--- Do this ---
Rewrite the lines below, swapping every "put one marker" for "place a single marker" and leaving everything else unchanged. Omit the pictures from your answer.

Stored data entries
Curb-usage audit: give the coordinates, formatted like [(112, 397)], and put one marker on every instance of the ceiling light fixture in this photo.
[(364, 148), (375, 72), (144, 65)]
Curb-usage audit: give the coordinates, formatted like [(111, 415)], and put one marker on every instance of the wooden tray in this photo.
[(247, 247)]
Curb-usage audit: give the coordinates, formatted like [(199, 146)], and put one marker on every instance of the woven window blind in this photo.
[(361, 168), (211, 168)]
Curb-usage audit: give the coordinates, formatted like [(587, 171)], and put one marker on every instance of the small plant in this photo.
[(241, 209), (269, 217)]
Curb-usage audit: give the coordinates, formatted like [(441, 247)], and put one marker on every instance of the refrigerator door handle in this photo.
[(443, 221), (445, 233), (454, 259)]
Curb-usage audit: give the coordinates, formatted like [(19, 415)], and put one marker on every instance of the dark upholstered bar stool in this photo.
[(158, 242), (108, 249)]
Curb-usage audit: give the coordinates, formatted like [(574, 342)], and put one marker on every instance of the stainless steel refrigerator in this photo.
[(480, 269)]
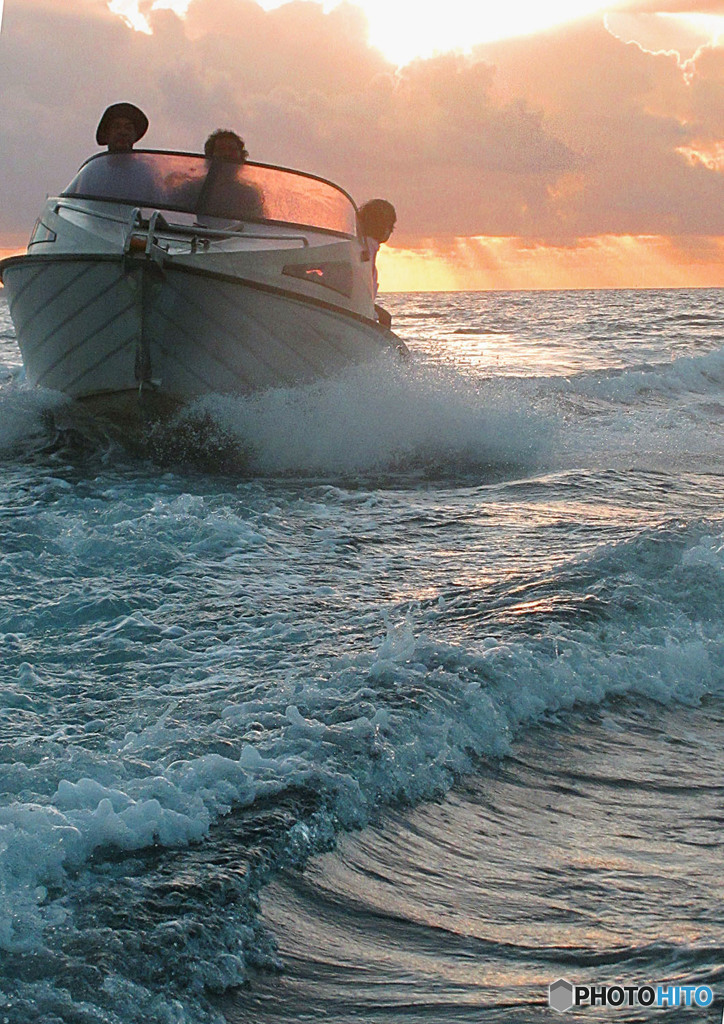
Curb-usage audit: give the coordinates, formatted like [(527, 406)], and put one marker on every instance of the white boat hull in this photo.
[(107, 328)]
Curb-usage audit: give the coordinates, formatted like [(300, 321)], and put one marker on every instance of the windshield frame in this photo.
[(179, 208)]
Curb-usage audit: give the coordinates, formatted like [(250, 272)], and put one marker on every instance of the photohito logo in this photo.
[(563, 995)]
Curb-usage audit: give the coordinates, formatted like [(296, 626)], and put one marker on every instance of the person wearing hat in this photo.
[(121, 127), (120, 174)]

--- Answer ---
Curb-usage audit: give the coordinates, formatted like [(112, 397)], and place a single marker on every instance of the ceiling light fixture in this photo.
[(364, 148), (375, 72), (144, 65)]
Curb-usage audit: give the coordinates, formatted like [(111, 415)], and place a single marker on every instance of the wooden tray in this photo.
[(247, 247)]
Curb-usage audit: give the coordinates, formatted like [(199, 146)], and place a single marker on every instance of the woven window blind in this photo.
[(361, 168), (211, 168)]
Curb-usage audit: give the coordinates, formatted like [(587, 171)], and place a single marker on every instance of the small plant in this photo.
[(241, 209), (269, 217)]
Curb-usage audit: give the coordinates, formatted like [(441, 247)], and place a single marker on every instance of the refrigerator door handle in this photo.
[(443, 221), (445, 233), (454, 259)]
Curb-usage audit: give the coordinates, formatted like [(19, 415)], and place a single marker on every instance of the dark upholstered bar stool in this photo.
[(158, 242), (108, 249)]
Curb-usage audit: give the coordinates, formatted like [(574, 342)], and place a single marker on every instance of the stainless steel refrigerator in this photo.
[(480, 269)]
Curb-usage audit: give the coordinates, formatted like [(527, 406)], and place a single marker on every instance of the white boat hull in this photo.
[(107, 328)]
Curb-usage audit: give the coordinates, formatted like [(300, 321)], and place a single marker on every instance of the windshield frame in this photo.
[(179, 208)]
Curb-usage audit: give the coordinates, formatted like [(250, 272)], and place a single marker on every instance of the photohito logo in this photo.
[(563, 995)]
Curb-usage audit: give the coordinates, formatted like [(296, 626)], and place a single marker on every instance of the person wearing hat in this photo.
[(121, 127), (120, 174)]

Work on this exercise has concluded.